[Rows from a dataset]
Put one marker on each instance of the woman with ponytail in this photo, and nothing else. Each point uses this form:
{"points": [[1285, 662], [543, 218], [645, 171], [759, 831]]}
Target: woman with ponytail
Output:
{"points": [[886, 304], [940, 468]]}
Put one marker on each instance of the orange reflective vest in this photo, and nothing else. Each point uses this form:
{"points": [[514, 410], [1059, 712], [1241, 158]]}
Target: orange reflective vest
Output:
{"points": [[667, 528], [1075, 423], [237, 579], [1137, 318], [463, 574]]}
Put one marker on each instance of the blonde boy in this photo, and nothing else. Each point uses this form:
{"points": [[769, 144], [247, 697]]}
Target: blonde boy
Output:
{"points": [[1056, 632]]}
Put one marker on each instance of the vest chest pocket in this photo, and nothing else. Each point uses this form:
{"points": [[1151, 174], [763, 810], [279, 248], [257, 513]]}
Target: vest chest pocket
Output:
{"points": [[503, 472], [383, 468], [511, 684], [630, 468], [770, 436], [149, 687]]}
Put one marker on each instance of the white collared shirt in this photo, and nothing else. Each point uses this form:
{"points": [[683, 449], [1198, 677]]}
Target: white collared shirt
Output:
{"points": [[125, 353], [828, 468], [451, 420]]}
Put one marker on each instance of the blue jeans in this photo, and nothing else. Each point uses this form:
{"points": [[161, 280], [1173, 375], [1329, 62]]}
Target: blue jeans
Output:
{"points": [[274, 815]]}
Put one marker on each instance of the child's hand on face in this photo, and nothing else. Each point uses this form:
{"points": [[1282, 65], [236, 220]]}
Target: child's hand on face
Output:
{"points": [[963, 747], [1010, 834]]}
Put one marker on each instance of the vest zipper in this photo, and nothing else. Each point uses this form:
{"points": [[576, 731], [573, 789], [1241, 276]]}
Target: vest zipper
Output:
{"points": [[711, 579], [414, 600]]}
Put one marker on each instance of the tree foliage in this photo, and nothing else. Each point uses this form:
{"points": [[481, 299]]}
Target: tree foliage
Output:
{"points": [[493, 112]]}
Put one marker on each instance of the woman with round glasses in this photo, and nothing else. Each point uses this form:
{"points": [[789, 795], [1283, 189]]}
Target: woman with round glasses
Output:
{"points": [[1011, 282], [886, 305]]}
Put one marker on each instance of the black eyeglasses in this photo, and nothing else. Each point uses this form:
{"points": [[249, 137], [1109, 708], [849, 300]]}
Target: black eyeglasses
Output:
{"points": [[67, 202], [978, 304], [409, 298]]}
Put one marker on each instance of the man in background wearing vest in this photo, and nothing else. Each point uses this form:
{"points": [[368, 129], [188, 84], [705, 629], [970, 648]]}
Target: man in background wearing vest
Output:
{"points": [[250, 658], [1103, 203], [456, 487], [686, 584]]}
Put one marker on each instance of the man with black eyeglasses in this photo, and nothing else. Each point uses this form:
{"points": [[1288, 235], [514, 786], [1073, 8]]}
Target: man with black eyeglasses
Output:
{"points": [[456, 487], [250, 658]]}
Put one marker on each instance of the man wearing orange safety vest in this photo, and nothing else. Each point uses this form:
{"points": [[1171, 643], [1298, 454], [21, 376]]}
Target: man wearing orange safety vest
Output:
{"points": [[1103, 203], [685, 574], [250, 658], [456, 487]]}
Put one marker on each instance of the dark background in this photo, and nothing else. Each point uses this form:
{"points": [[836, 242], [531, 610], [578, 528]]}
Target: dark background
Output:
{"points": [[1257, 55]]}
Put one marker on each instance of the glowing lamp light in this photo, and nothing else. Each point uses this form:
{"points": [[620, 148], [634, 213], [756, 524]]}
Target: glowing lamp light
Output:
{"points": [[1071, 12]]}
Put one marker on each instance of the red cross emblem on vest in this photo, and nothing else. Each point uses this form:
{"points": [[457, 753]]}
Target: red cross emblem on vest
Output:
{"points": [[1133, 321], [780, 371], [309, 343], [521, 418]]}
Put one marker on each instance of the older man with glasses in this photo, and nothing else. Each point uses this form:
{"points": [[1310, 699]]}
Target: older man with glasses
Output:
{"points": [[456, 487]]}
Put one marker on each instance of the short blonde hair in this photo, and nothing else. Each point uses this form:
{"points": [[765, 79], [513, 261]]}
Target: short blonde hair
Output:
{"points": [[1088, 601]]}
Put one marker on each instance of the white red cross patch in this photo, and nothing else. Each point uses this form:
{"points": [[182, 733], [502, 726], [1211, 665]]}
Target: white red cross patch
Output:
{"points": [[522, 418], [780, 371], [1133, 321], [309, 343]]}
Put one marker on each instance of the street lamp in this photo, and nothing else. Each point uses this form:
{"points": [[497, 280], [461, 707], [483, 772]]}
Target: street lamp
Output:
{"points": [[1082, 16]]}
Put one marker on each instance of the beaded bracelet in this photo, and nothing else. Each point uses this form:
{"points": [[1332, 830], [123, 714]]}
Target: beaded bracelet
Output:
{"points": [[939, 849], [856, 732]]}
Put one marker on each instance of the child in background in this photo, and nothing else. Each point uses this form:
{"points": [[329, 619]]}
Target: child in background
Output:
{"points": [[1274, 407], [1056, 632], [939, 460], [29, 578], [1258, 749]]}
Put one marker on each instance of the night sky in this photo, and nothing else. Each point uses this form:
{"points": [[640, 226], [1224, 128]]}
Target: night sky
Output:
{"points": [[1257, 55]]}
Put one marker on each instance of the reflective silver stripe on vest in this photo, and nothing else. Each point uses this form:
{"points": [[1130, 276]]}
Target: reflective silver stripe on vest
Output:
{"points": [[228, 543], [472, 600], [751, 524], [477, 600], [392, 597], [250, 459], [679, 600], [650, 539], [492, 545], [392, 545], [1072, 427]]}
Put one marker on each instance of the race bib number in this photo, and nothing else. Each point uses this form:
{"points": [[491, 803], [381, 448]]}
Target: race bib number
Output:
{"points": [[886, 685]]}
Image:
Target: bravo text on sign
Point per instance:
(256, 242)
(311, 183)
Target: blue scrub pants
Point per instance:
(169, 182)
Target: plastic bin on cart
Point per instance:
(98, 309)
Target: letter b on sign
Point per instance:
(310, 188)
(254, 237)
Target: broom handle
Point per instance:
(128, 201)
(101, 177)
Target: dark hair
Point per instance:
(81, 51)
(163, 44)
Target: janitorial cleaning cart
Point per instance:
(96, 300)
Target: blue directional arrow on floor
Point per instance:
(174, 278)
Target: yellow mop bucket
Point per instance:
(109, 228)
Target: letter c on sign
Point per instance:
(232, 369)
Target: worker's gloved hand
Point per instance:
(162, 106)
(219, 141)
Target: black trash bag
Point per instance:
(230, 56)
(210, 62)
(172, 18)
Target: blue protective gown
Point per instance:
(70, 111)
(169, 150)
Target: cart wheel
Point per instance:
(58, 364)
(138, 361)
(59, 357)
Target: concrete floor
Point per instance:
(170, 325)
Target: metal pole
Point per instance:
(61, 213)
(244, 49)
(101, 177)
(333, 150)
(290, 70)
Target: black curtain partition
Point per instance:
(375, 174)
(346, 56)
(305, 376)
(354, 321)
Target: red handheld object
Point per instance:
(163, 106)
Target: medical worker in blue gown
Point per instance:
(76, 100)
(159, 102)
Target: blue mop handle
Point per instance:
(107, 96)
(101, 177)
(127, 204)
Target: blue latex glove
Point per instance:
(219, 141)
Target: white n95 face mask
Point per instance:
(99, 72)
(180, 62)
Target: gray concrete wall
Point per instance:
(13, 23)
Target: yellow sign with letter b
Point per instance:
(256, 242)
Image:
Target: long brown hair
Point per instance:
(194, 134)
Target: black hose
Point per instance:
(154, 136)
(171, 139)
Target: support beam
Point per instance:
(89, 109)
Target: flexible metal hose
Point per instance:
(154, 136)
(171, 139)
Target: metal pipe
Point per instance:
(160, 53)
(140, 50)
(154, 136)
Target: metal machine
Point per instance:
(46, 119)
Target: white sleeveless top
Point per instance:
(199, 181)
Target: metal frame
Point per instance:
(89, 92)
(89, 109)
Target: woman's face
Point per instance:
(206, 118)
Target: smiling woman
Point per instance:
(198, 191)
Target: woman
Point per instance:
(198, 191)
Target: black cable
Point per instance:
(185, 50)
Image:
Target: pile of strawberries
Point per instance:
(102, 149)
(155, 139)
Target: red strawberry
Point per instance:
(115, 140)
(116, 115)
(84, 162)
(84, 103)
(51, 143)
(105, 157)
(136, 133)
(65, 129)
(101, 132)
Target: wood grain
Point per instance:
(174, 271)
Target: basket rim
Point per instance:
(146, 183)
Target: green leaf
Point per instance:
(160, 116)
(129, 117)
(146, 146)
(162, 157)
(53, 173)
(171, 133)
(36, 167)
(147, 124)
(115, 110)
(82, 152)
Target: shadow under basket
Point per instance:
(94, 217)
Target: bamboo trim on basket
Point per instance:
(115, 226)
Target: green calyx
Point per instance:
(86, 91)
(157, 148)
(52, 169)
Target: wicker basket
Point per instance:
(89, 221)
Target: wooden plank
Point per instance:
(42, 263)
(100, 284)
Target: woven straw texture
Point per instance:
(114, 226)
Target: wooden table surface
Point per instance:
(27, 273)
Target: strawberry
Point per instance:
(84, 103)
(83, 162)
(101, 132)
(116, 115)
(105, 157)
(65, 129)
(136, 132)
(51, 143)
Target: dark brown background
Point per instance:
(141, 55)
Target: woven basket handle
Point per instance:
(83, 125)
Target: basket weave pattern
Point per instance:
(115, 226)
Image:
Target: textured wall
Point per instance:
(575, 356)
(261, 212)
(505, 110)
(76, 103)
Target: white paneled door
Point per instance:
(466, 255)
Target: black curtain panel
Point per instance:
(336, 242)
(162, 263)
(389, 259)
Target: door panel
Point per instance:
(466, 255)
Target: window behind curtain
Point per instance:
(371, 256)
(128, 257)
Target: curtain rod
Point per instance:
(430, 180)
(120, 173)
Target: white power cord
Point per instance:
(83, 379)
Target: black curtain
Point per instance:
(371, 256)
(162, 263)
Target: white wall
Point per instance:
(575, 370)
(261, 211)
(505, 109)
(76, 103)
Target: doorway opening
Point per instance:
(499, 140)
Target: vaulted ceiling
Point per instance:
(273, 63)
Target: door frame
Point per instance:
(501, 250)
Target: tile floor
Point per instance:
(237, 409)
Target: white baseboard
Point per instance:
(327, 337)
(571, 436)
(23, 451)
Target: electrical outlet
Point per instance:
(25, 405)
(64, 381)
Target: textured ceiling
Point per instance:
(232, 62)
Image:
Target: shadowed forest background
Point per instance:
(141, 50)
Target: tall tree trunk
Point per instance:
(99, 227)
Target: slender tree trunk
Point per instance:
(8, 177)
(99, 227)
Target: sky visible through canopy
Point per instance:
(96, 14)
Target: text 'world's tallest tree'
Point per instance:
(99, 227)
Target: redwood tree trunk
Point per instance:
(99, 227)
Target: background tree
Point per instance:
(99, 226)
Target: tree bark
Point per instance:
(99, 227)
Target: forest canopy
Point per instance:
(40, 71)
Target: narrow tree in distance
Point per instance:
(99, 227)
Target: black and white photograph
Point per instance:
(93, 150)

Set problem — Above are the records; copy exactly the lines from the one with "Target: curtain rod" through the final line.

Expected answer —
Target: curtain rod
Point per instance:
(430, 180)
(120, 173)
Target: white power cord
Point per instance:
(83, 379)
Target: black curtain
Point per instance:
(371, 256)
(162, 263)
Target: white wall
Point per instance:
(575, 370)
(261, 211)
(505, 109)
(76, 103)
Target: doorway opening
Point per instance:
(499, 140)
Target: vaulted ceiling
Point per instance:
(273, 63)
Target: door frame
Point per instance:
(501, 250)
Target: tile floor
Point per instance:
(237, 409)
Target: white baseboard
Point per instance:
(327, 337)
(571, 436)
(23, 451)
Target: electrical outlet
Point per instance:
(25, 405)
(64, 381)
Target: textured ceiling
Point per instance:
(232, 62)
Image:
Target: shadowed forest background
Point per instance:
(141, 50)
Target: tall tree trunk
Point per instance:
(99, 227)
Target: slender tree trunk
Point per instance:
(8, 177)
(99, 227)
Target: sky visible through canopy
Point per instance:
(96, 14)
Target: text 'world's tallest tree'
Point per instance:
(99, 227)
Target: redwood tree trunk
Point per instance:
(99, 227)
Target: background tree
Point per instance:
(99, 226)
Target: tree bark
Point per instance:
(99, 227)
Target: forest canopy
Point per instance:
(40, 71)
Target: narrow tree in distance
Point per instance:
(99, 227)
Target: black and white photograph
Point per instance:
(93, 150)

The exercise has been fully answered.